_YOUR OBJECTIVE:_
An exact reproduction of all the entries is the expected answer.
-- SOURCE MATERIAL follows --
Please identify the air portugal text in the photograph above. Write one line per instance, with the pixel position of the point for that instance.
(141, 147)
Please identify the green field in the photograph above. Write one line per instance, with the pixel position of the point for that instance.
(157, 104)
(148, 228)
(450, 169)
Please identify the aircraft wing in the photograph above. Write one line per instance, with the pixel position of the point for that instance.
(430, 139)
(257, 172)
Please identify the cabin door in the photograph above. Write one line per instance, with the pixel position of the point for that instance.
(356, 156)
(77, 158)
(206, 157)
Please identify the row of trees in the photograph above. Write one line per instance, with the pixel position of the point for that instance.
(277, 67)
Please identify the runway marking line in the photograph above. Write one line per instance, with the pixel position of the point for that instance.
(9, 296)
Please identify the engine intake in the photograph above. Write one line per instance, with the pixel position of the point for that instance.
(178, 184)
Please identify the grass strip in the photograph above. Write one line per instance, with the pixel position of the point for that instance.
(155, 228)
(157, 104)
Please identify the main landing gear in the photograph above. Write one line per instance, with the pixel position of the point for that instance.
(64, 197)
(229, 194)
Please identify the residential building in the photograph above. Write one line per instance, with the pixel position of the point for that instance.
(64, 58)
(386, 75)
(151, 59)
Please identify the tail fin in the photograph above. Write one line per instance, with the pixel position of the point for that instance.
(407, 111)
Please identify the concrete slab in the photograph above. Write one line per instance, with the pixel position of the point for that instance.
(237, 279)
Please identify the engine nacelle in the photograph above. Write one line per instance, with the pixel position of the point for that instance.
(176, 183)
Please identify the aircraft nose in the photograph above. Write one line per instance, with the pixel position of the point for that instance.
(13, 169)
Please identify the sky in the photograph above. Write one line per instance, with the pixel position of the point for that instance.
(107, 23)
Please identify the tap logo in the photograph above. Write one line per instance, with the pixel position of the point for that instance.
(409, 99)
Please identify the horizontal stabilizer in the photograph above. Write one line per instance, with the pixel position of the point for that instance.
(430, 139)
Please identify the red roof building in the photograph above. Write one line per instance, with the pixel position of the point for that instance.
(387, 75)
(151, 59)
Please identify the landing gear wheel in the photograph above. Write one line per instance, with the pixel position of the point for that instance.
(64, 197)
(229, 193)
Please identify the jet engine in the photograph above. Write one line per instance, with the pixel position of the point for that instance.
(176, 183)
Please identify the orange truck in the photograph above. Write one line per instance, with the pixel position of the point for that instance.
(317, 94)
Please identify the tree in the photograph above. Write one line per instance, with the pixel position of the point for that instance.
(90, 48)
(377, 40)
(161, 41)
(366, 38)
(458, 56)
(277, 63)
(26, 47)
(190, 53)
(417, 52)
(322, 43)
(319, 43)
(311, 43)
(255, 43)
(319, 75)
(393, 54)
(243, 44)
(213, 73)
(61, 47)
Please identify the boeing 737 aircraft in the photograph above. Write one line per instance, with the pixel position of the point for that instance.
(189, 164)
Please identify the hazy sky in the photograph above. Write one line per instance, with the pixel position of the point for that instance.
-- SOURCE MATERIAL concluded --
_WRITTEN ANSWER:_
Please identify the air portugal text in the photograph above. Write one line per instance, with the pixel position of the point for that instance.
(141, 147)
Please identify the green field in the photograph above. Write one line per instance, with the pixel position of the point for that instance.
(157, 104)
(148, 228)
(450, 169)
Please identify the aircraft wing in the photograph above. Write one line per instance, with the pixel position of the point for that instance.
(430, 139)
(257, 172)
Please identify the cabin door in the photograph above. Write one line per instance, with the pixel position of the point for that instance.
(356, 156)
(77, 158)
(206, 157)
Please identify the row of trees in the photograph above. Write one line per instance, with the pixel position of the point for that instance.
(277, 67)
Please identify the runway marking line in the photograph above. Write one line per instance, with the pixel position of the point for that instance.
(9, 296)
Please identify the engine intake in the photograph above. Write one line per instance, with the pixel position of the point for that instance.
(178, 184)
Please identify the grass strip in the photograph above. Write one line per instance, with the pixel position of the point for that instance.
(155, 228)
(157, 104)
Please identify the main landing gear in the photograph above. Write one line per instance, with the pixel position of the point for that instance.
(64, 197)
(229, 194)
Please identify the residential building in the photograph above. Write one line per instance, with the pixel position of the point for that instance.
(64, 58)
(386, 75)
(151, 59)
Please identify the tail fin in the photograph above. Write one line per instance, with the pixel position of the point for that instance.
(407, 111)
Please identify the concrete slab in the photograph above. Write one line per instance, with the pixel position of the point for that instance.
(237, 279)
Please identify the engine nacelle in the photograph above. Write one line per instance, with the pixel position of the point for that instance.
(176, 183)
Please identify the aircraft nose in the photograph above. Write one line per instance, with the pixel position of the point for that instance.
(13, 169)
Please identify the sky in the photograph above. Write one line per instance, with the pixel position of the point for that instance.
(107, 23)
Please identify the tap logo in the photograph above. Write one line per instance, with the pixel position of the point for that instance.
(409, 99)
Please identify the horizontal stabilizer in the photograph above. Write one line per instance, with the pixel position of the point for that instance.
(430, 139)
Please identify the red roof building in the photograph above. Write one line per instance, with the pixel position of the point for that instance.
(387, 75)
(151, 59)
Please identify the landing gear wheel in the photograph above. Write one line per instance, with the pixel position of the point for that instance.
(64, 197)
(229, 193)
Please identify the jet engine in the photograph above. Write one line per instance, with the pixel position of the point for that instance.
(176, 183)
Please identify the orange truck in the photograph above. Write one line per instance, with the pixel position of the point for that instance.
(317, 94)
Please identify the tree in the photograph above. Write one line per instance, with the pixel position of the point for that instance.
(90, 48)
(377, 40)
(161, 41)
(366, 38)
(458, 56)
(277, 63)
(26, 47)
(190, 53)
(417, 52)
(322, 43)
(319, 43)
(311, 43)
(255, 43)
(319, 75)
(393, 54)
(243, 44)
(213, 73)
(61, 47)
Please identify the boeing 737 aircraft in the photograph above. Write one line per instance, with the pixel position of the point for that instance.
(189, 164)
Please identify the hazy sky in the photograph above. Write one line per instance, with the pixel position of the point for that instance.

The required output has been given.